◆ WHAT YOU WILL DO: In the sock thrower text, rewrite the section from "I've decided to" to "Especially if it's only in the way I think.", changing "cereal bowls" to "coffee mugs".

Saturday, January 26, 2013

The Sock Thrower

Remember that story about the man who was throwing starfish back into the ocean? No? Then here. It's been adapted many ways. Here's one adaptation taken from the Wikipedia page I just linked to, in which the star of the story is a woman:
An old man had a habit of early morning walks on the beach. One day, after a storm, he saw a human figure in the distance moving like a dancer. As he came closer he saw that it was a young woman and she was not dancing but was reaching down to the sand, picking up a starfish and very gently throwing them into the ocean.
"Young lady," he asked, "Why are you throwing starfish into the ocean?"
"The sun is up, and the tide is going out, and if I do not throw them in they will die."
"But young lady, do you not realize that there are miles and miles of beach and starfish all along it? You cannot possibly make a difference."
The young woman listened politely, paused and then bent down, picked up another starfish and threw it into the sea, past the breaking waves,
saying, "It made a difference for that one."
I've decided to change my perspective. I don't have a starfish problem. I have a dirty sock problem. I don't have miles and miles of beach. I have inches and inches of counter with stranded cereal bowls littering its surface. Many times throughout my day I've found myself thinking "I cannot possibly make a difference." My pattern in the past has alternated between working feverishly on one thing and ignoring all other needs or giving up entirely and doing nothing. Neither of those approaches work very well for me and it's taken me five or so years to come to that conclusion. I'm ready to do something differently, even if it's only in the way I think. Especially if it's only in the way I think.

◆ MATERIAL PROVIDED:

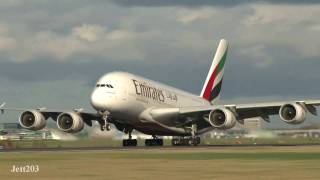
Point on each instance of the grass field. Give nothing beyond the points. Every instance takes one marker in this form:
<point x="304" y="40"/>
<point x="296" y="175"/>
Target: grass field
<point x="198" y="163"/>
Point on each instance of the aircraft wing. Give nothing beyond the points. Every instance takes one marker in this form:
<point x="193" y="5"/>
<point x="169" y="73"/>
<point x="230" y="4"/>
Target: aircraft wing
<point x="243" y="111"/>
<point x="86" y="116"/>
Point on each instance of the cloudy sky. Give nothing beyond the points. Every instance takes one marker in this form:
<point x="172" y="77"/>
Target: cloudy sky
<point x="52" y="52"/>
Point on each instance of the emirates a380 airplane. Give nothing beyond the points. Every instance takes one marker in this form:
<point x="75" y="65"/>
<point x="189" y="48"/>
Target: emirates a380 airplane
<point x="131" y="102"/>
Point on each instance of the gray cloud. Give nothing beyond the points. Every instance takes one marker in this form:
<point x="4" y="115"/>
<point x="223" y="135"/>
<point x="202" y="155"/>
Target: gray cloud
<point x="201" y="3"/>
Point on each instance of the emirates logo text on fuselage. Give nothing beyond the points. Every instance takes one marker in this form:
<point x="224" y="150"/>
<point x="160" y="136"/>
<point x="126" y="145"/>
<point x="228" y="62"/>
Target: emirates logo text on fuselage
<point x="143" y="89"/>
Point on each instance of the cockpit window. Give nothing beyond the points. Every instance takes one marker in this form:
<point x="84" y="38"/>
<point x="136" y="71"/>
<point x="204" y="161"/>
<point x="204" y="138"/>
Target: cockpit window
<point x="104" y="85"/>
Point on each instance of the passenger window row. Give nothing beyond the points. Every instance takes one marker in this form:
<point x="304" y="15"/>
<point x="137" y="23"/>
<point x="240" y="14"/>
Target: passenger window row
<point x="104" y="85"/>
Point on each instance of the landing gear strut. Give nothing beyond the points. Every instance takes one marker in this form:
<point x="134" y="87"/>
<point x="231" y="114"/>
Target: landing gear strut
<point x="187" y="141"/>
<point x="154" y="141"/>
<point x="105" y="125"/>
<point x="130" y="141"/>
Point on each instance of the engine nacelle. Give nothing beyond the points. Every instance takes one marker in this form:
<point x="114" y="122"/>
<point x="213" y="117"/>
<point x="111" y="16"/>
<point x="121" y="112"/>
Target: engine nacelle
<point x="222" y="119"/>
<point x="70" y="122"/>
<point x="292" y="113"/>
<point x="32" y="120"/>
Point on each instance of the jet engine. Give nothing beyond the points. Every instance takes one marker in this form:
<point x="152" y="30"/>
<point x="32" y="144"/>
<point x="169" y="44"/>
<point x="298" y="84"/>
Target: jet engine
<point x="32" y="120"/>
<point x="292" y="113"/>
<point x="70" y="122"/>
<point x="222" y="119"/>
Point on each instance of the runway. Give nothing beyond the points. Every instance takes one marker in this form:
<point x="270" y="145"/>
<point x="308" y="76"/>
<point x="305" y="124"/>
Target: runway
<point x="156" y="147"/>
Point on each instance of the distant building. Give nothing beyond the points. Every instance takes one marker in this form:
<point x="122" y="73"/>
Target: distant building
<point x="14" y="131"/>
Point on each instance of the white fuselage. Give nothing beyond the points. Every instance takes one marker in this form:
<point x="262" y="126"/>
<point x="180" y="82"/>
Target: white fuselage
<point x="127" y="97"/>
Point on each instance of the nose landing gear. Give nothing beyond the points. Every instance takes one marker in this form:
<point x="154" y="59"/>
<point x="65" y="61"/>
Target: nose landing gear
<point x="130" y="141"/>
<point x="154" y="141"/>
<point x="105" y="125"/>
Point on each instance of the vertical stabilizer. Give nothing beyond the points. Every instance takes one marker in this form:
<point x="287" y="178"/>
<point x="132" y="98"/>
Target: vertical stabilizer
<point x="212" y="86"/>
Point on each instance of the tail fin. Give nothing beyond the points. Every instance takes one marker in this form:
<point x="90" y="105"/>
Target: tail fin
<point x="212" y="86"/>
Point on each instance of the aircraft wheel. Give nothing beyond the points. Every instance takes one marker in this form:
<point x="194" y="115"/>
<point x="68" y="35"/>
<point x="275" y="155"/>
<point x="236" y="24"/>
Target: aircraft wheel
<point x="129" y="142"/>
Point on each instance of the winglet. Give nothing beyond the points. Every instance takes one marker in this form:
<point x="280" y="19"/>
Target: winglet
<point x="2" y="105"/>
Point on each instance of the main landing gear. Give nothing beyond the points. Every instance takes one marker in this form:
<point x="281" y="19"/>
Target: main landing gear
<point x="154" y="141"/>
<point x="105" y="125"/>
<point x="187" y="141"/>
<point x="130" y="141"/>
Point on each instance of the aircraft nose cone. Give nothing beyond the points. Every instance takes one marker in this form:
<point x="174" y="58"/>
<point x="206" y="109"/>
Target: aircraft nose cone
<point x="97" y="100"/>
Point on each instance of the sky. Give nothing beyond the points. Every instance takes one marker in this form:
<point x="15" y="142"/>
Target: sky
<point x="52" y="52"/>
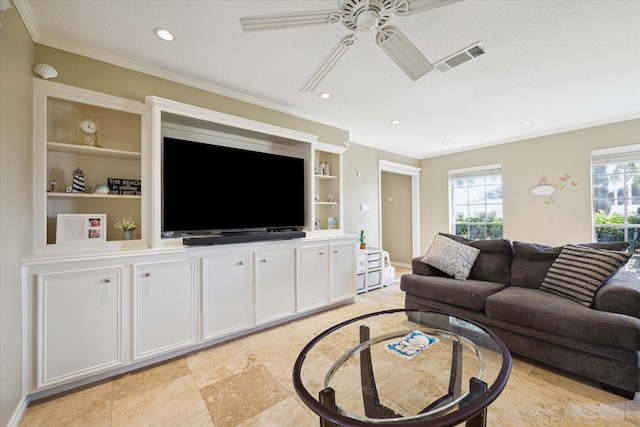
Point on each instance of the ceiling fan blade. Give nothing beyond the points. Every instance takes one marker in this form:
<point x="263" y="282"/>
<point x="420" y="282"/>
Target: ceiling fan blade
<point x="290" y="20"/>
<point x="404" y="53"/>
<point x="332" y="58"/>
<point x="409" y="7"/>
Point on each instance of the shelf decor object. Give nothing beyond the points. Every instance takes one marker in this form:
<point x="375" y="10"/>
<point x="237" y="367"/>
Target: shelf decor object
<point x="74" y="228"/>
<point x="543" y="189"/>
<point x="88" y="132"/>
<point x="127" y="225"/>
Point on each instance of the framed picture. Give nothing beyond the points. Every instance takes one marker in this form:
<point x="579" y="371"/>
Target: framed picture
<point x="74" y="228"/>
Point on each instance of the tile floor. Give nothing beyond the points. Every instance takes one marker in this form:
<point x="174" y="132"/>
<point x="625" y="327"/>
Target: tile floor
<point x="247" y="382"/>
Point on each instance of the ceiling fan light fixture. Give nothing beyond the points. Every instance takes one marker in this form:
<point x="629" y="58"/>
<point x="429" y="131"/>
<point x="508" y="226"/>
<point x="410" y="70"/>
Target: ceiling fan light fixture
<point x="367" y="21"/>
<point x="164" y="34"/>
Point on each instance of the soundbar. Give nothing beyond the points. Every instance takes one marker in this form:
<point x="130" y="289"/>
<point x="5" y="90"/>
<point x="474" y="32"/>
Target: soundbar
<point x="225" y="239"/>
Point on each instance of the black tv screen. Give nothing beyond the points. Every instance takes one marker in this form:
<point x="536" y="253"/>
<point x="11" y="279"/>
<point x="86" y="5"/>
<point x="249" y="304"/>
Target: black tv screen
<point x="210" y="188"/>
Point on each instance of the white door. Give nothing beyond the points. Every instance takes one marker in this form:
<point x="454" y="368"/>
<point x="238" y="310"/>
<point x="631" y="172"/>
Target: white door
<point x="164" y="307"/>
<point x="313" y="278"/>
<point x="274" y="284"/>
<point x="343" y="271"/>
<point x="227" y="298"/>
<point x="80" y="323"/>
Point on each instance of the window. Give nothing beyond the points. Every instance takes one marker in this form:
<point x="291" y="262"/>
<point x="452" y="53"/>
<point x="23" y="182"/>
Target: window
<point x="476" y="202"/>
<point x="615" y="186"/>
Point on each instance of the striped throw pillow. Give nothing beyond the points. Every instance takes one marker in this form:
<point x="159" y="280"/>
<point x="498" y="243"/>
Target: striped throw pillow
<point x="579" y="271"/>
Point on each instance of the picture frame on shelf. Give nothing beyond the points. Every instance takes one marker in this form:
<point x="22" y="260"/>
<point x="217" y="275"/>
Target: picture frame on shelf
<point x="77" y="228"/>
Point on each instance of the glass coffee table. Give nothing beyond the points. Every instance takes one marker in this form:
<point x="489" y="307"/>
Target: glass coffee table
<point x="402" y="367"/>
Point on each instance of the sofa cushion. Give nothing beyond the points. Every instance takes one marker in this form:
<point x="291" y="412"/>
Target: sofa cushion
<point x="531" y="261"/>
<point x="468" y="293"/>
<point x="544" y="311"/>
<point x="451" y="257"/>
<point x="579" y="271"/>
<point x="619" y="294"/>
<point x="494" y="261"/>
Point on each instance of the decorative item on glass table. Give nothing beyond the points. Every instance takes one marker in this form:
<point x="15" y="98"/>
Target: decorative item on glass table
<point x="127" y="225"/>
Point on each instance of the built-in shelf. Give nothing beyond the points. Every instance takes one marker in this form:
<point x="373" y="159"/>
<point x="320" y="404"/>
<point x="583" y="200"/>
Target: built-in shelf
<point x="93" y="195"/>
<point x="328" y="177"/>
<point x="89" y="150"/>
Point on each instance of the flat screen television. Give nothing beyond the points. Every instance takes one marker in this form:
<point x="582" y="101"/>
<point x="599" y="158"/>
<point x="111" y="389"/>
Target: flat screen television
<point x="211" y="189"/>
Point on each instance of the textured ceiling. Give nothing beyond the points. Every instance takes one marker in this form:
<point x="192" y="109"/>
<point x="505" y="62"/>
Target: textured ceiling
<point x="562" y="64"/>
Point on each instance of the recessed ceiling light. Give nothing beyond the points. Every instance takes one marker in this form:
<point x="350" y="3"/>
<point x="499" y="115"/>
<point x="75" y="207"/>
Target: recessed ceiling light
<point x="164" y="34"/>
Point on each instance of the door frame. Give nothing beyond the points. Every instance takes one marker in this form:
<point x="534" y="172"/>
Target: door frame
<point x="414" y="173"/>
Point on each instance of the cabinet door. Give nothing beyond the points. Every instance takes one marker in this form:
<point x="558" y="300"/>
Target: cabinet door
<point x="343" y="271"/>
<point x="80" y="323"/>
<point x="226" y="293"/>
<point x="274" y="285"/>
<point x="164" y="307"/>
<point x="313" y="278"/>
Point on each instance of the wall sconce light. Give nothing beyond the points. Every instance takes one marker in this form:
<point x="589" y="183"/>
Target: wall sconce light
<point x="45" y="71"/>
<point x="543" y="189"/>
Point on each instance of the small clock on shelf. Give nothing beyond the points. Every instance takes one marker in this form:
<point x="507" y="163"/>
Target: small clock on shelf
<point x="88" y="132"/>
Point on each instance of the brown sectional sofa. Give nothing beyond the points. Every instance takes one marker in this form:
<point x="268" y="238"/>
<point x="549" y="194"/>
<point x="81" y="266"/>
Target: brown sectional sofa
<point x="502" y="292"/>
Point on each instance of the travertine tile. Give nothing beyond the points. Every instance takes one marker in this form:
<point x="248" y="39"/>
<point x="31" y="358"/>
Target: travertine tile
<point x="87" y="407"/>
<point x="218" y="363"/>
<point x="176" y="403"/>
<point x="242" y="396"/>
<point x="248" y="383"/>
<point x="289" y="412"/>
<point x="136" y="382"/>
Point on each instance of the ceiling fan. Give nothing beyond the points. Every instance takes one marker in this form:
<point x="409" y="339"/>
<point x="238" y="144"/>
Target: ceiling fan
<point x="358" y="16"/>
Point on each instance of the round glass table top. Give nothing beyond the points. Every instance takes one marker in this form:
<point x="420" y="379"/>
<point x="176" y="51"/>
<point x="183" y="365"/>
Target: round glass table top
<point x="401" y="367"/>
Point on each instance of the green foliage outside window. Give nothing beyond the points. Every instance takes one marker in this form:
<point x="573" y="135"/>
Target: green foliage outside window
<point x="481" y="227"/>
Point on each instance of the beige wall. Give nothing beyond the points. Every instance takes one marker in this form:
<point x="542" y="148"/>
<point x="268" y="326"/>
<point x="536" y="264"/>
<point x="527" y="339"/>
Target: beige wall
<point x="16" y="130"/>
<point x="361" y="186"/>
<point x="83" y="72"/>
<point x="524" y="164"/>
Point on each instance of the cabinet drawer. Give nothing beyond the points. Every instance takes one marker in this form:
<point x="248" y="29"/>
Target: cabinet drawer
<point x="374" y="256"/>
<point x="373" y="279"/>
<point x="372" y="264"/>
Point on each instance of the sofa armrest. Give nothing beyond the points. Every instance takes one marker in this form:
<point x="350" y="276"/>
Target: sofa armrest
<point x="419" y="267"/>
<point x="620" y="294"/>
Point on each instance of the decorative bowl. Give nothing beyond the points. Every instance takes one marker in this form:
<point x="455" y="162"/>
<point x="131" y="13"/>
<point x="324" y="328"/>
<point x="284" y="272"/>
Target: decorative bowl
<point x="101" y="189"/>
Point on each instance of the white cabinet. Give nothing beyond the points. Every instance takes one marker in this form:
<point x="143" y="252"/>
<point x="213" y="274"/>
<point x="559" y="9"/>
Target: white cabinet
<point x="369" y="269"/>
<point x="80" y="323"/>
<point x="343" y="284"/>
<point x="227" y="299"/>
<point x="165" y="314"/>
<point x="59" y="156"/>
<point x="274" y="284"/>
<point x="313" y="277"/>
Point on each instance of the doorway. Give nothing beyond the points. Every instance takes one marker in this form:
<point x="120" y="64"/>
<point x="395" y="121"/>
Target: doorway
<point x="399" y="211"/>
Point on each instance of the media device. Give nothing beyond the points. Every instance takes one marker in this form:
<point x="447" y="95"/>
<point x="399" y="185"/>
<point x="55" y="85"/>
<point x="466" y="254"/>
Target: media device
<point x="211" y="190"/>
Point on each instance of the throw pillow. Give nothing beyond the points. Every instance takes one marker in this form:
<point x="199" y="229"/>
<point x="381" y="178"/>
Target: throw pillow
<point x="579" y="271"/>
<point x="451" y="257"/>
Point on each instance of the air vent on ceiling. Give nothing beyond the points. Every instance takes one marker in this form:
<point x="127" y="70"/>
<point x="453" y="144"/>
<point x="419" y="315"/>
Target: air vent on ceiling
<point x="461" y="57"/>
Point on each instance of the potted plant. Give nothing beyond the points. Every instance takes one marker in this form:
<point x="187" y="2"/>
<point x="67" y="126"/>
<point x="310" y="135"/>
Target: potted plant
<point x="127" y="225"/>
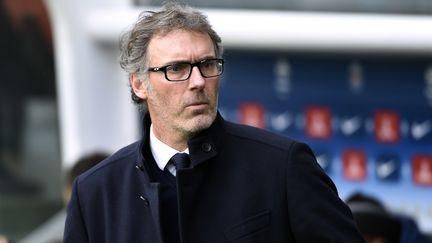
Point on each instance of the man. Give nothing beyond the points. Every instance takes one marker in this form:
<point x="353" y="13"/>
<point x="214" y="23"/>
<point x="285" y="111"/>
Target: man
<point x="235" y="184"/>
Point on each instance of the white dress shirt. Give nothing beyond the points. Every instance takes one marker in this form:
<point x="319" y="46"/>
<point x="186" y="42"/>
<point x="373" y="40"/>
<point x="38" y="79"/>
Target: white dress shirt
<point x="162" y="153"/>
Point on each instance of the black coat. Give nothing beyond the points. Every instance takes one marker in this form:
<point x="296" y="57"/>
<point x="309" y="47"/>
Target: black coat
<point x="245" y="185"/>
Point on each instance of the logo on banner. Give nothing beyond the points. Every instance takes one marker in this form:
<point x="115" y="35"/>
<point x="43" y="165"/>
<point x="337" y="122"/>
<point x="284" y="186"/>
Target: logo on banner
<point x="252" y="114"/>
<point x="356" y="81"/>
<point x="281" y="122"/>
<point x="420" y="130"/>
<point x="388" y="168"/>
<point x="318" y="122"/>
<point x="324" y="159"/>
<point x="354" y="164"/>
<point x="422" y="169"/>
<point x="351" y="125"/>
<point x="282" y="83"/>
<point x="387" y="127"/>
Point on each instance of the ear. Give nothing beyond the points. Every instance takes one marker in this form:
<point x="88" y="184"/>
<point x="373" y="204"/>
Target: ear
<point x="138" y="87"/>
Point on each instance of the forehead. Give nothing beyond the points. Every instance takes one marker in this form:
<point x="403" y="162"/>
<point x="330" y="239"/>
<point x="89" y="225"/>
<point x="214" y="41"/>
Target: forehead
<point x="180" y="45"/>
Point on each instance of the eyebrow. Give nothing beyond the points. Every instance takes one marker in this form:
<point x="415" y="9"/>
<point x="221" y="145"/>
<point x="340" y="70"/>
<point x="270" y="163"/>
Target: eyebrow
<point x="187" y="61"/>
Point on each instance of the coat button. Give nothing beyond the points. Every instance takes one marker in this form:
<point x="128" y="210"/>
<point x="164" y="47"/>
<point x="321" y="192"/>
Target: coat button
<point x="145" y="200"/>
<point x="206" y="147"/>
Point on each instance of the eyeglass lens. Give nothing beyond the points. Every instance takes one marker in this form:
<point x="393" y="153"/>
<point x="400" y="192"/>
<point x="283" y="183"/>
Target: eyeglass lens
<point x="182" y="71"/>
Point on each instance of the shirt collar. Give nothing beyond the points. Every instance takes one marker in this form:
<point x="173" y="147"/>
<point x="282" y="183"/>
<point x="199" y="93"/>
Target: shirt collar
<point x="162" y="153"/>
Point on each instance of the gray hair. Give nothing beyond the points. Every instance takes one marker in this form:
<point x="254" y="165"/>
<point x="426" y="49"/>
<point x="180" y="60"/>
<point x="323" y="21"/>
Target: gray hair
<point x="173" y="16"/>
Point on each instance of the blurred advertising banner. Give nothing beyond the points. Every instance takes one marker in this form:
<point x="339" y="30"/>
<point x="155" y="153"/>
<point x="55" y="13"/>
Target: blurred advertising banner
<point x="367" y="118"/>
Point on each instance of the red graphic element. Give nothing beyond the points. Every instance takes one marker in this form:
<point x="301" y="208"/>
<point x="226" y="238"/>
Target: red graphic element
<point x="354" y="165"/>
<point x="387" y="127"/>
<point x="318" y="122"/>
<point x="252" y="114"/>
<point x="422" y="169"/>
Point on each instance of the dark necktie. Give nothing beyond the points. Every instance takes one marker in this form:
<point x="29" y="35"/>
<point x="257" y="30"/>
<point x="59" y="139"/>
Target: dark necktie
<point x="181" y="161"/>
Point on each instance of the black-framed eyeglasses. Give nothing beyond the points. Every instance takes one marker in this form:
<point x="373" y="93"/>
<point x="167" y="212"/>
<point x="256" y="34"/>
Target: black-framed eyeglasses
<point x="181" y="71"/>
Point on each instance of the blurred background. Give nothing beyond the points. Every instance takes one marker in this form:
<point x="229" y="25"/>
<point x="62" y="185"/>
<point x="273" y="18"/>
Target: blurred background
<point x="353" y="79"/>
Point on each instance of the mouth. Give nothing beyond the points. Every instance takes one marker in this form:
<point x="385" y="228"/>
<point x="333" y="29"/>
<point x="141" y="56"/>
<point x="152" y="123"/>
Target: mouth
<point x="197" y="104"/>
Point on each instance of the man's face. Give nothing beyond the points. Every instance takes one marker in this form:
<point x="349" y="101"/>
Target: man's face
<point x="179" y="109"/>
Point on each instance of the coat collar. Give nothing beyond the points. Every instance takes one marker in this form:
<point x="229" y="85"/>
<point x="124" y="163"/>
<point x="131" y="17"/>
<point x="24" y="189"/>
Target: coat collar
<point x="202" y="147"/>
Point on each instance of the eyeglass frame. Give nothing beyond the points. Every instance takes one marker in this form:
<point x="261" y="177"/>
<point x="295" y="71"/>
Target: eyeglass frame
<point x="192" y="65"/>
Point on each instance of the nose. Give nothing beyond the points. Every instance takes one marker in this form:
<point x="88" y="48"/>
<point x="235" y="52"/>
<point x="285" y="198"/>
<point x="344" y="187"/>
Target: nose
<point x="196" y="80"/>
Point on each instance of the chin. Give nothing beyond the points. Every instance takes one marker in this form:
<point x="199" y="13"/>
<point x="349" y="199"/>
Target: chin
<point x="200" y="122"/>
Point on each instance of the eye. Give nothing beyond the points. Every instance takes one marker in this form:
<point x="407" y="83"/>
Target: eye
<point x="177" y="67"/>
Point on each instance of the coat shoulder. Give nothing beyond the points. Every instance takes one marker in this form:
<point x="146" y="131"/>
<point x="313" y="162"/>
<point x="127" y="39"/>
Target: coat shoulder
<point x="113" y="163"/>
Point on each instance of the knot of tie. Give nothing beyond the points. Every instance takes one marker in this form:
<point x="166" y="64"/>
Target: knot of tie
<point x="181" y="160"/>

◆ EXERCISE RESULT:
I've decided to change my perspective. I don't have a starfish problem. I have a dirty sock problem. I don't have miles and miles of beach. I have inches and inches of counter with stranded coffee mugs littering its surface. Many times throughout my day I've found myself thinking "I cannot possibly make a difference." My pattern in the past has alternated between working feverishly on one thing and ignoring all other needs or giving up entirely and doing nothing. Neither of those approaches work very well for me and it's taken me five or so years to come to that conclusion. I'm ready to do something differently, even if it's only in the way I think. Especially if it's only in the way I think.